[Coordinate annotation records]
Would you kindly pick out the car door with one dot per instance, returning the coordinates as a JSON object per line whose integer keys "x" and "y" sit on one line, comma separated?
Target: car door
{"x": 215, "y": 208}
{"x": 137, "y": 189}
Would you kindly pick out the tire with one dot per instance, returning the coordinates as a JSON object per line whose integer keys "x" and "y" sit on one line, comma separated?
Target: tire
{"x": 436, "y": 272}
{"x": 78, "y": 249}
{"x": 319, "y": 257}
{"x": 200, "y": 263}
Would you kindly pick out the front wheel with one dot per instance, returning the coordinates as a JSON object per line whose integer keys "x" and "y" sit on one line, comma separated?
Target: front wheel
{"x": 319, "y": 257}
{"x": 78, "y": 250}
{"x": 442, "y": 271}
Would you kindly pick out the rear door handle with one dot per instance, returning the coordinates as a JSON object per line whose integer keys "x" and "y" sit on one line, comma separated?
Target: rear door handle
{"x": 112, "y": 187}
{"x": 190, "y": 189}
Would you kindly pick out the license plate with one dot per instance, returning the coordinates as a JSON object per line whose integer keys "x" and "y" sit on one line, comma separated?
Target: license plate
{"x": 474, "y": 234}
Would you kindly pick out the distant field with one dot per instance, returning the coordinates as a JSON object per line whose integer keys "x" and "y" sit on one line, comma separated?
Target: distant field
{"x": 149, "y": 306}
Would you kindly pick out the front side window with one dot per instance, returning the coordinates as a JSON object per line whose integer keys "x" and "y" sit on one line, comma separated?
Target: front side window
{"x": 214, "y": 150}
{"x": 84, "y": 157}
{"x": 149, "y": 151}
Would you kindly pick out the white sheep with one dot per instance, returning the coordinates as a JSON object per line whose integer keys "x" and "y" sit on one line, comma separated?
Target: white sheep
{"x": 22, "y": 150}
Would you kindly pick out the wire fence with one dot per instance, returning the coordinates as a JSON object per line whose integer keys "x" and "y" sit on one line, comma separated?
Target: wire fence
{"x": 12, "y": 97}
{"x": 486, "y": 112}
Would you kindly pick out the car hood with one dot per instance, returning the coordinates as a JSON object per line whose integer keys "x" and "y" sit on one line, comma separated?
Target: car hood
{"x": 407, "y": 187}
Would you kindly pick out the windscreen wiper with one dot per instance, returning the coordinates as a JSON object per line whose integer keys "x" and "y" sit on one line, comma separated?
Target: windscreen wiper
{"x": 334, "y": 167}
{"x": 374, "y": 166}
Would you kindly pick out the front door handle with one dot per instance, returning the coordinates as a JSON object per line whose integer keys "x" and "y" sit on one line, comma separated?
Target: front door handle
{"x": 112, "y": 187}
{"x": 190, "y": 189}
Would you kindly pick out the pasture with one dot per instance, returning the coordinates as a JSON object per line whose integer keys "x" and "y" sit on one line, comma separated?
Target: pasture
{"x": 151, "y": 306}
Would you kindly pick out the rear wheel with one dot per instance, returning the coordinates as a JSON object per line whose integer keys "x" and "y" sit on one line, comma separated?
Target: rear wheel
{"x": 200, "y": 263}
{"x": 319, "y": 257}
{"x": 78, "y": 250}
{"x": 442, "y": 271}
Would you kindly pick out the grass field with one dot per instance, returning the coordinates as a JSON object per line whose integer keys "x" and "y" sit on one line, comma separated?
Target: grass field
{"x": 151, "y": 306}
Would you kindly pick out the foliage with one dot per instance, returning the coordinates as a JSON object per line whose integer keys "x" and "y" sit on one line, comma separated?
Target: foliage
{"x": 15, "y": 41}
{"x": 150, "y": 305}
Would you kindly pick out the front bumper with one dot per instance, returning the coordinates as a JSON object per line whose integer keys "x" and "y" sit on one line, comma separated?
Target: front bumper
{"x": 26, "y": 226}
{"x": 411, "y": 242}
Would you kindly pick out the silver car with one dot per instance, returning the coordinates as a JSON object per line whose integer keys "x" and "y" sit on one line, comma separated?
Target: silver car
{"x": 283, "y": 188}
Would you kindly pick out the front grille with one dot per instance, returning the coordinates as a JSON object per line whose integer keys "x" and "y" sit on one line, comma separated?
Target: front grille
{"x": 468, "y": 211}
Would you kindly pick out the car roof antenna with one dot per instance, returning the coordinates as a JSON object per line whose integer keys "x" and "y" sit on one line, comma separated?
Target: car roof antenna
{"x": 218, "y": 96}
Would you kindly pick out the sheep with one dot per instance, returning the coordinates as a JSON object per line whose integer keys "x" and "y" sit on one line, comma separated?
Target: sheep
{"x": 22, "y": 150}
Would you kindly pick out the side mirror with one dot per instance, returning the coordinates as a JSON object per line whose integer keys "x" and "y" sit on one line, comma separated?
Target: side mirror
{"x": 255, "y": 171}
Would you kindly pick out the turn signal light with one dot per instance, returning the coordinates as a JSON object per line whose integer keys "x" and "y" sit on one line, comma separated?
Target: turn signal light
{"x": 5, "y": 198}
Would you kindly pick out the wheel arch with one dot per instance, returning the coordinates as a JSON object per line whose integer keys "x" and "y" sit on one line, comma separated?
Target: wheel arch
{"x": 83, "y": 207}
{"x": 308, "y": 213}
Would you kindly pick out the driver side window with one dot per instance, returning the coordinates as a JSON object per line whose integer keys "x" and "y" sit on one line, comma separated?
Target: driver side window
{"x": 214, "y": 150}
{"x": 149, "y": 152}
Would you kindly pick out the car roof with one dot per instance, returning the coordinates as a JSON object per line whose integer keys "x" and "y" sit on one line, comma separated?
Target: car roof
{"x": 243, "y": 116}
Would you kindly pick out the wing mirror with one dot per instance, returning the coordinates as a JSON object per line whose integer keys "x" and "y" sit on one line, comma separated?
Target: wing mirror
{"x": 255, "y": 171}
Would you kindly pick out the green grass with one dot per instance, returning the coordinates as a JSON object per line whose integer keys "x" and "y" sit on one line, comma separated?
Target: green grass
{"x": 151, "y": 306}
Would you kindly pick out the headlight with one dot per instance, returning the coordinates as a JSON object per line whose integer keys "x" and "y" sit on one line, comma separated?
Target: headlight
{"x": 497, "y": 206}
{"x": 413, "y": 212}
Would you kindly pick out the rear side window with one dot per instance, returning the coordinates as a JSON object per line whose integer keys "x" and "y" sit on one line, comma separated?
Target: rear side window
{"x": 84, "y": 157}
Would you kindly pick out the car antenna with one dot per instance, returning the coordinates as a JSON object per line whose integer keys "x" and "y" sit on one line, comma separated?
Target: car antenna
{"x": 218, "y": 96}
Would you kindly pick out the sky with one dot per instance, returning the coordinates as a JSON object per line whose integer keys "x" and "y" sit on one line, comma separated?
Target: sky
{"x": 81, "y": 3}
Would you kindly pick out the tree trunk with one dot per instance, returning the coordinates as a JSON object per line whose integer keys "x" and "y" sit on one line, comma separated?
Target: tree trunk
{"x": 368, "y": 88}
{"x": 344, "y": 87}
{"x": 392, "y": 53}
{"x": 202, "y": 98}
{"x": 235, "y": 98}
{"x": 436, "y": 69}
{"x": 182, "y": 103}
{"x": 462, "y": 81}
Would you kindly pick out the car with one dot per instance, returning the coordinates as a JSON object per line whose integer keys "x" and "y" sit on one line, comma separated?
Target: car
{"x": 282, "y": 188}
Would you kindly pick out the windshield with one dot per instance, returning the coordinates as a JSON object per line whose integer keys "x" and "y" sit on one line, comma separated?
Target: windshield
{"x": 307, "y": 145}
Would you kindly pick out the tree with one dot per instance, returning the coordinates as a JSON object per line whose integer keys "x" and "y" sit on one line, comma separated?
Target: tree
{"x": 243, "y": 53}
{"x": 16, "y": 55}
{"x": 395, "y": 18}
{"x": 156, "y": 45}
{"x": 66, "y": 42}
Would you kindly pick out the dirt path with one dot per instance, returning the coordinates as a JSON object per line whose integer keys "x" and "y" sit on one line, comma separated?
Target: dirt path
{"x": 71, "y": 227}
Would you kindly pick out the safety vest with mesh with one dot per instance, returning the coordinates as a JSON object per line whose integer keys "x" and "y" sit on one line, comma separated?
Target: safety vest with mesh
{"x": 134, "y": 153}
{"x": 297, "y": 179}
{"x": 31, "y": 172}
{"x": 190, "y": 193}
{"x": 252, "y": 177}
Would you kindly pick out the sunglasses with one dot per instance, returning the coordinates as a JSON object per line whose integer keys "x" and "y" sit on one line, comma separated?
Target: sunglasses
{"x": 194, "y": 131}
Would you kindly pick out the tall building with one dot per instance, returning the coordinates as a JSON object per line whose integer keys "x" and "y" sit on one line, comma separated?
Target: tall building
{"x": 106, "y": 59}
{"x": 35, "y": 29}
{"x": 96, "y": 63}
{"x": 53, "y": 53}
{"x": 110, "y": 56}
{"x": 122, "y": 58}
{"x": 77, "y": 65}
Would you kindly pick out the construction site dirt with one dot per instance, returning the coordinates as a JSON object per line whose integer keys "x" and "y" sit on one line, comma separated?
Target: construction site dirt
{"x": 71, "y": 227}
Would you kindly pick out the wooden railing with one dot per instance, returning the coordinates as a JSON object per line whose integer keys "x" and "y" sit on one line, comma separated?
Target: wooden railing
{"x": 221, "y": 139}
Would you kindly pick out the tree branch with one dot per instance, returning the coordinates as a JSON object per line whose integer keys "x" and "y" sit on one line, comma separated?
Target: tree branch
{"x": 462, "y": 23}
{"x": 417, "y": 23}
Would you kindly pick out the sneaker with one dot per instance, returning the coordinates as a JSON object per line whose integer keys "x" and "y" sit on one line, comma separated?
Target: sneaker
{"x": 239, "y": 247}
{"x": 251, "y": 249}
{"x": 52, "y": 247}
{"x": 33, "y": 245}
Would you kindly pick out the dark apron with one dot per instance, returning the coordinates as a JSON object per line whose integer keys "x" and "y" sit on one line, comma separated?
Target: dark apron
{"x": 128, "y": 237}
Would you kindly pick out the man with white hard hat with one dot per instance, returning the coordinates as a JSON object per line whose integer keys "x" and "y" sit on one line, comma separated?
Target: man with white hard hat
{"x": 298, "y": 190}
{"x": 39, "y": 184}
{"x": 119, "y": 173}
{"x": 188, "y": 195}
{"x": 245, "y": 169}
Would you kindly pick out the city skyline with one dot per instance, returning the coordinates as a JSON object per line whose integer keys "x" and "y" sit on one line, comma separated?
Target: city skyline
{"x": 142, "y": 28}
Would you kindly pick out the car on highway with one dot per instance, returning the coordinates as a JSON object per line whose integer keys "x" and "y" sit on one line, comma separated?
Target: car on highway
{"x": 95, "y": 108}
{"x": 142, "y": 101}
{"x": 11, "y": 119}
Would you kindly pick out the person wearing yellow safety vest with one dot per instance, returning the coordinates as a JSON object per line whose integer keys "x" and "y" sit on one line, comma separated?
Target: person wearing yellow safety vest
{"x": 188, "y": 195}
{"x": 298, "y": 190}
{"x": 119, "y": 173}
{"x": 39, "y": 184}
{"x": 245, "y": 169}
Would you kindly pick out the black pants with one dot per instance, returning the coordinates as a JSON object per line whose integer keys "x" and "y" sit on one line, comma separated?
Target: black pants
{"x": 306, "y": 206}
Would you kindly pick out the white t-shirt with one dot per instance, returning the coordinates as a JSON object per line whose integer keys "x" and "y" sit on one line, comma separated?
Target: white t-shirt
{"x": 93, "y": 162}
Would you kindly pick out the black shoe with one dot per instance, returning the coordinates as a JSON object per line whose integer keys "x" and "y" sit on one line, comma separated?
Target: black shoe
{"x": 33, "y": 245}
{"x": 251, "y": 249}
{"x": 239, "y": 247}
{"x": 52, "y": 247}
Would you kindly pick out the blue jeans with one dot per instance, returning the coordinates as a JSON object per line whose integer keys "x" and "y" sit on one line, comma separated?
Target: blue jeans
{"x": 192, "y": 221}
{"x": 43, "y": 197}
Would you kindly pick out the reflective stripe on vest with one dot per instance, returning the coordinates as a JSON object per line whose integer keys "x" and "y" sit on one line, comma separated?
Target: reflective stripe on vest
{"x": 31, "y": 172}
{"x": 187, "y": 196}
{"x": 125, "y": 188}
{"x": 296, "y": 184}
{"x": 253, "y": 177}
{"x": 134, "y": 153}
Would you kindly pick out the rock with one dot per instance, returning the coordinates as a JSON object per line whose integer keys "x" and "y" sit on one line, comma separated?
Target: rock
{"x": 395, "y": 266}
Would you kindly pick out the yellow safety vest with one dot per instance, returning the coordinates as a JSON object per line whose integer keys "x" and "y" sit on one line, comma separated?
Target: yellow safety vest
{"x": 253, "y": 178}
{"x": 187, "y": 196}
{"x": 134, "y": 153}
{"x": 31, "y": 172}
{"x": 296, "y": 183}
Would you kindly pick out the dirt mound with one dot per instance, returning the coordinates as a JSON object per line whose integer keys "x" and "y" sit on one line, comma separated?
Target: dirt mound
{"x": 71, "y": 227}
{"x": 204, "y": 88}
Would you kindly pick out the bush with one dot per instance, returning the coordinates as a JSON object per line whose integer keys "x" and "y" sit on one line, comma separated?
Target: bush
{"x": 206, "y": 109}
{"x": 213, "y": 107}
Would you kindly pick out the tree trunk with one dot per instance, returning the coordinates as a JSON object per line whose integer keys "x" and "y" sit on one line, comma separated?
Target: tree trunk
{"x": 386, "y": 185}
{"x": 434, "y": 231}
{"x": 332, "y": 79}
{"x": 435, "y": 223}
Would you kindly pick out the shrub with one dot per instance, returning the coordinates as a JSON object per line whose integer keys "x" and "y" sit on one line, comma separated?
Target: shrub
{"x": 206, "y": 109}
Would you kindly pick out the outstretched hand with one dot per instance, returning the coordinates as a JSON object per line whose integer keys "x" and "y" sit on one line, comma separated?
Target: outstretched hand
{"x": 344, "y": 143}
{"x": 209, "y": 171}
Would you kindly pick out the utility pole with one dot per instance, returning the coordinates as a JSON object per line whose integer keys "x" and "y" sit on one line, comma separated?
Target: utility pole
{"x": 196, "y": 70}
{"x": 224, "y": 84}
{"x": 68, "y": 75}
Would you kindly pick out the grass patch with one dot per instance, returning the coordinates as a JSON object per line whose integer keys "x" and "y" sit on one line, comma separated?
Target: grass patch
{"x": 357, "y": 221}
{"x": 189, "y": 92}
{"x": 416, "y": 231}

§ **STATED GOAL**
Output the lines from the line containing "Would you kindly pick out the outstretched" to the end, both included; add nothing.

§ **SOLUTION BELOW**
Would you kindly pick out the outstretched hand with one dot per instance, returning the coordinates as a JSON object per line whose integer keys "x" and "y" sit on one line, comma separated?
Target: outstretched hand
{"x": 344, "y": 143}
{"x": 209, "y": 171}
Would you kindly pick out the utility pole with one dot per instance, returning the coordinates as a JSON object per line whose integer keys "x" and "y" sit on one line, comma separated?
Target: utility pole
{"x": 196, "y": 70}
{"x": 224, "y": 84}
{"x": 68, "y": 75}
Would you kindly pick out the grass patch with one dot per instance, returning the coordinates as a JSON object per line whose integer keys "x" and "y" sit on one line, comma separated?
Target: grass patch
{"x": 357, "y": 221}
{"x": 189, "y": 92}
{"x": 416, "y": 231}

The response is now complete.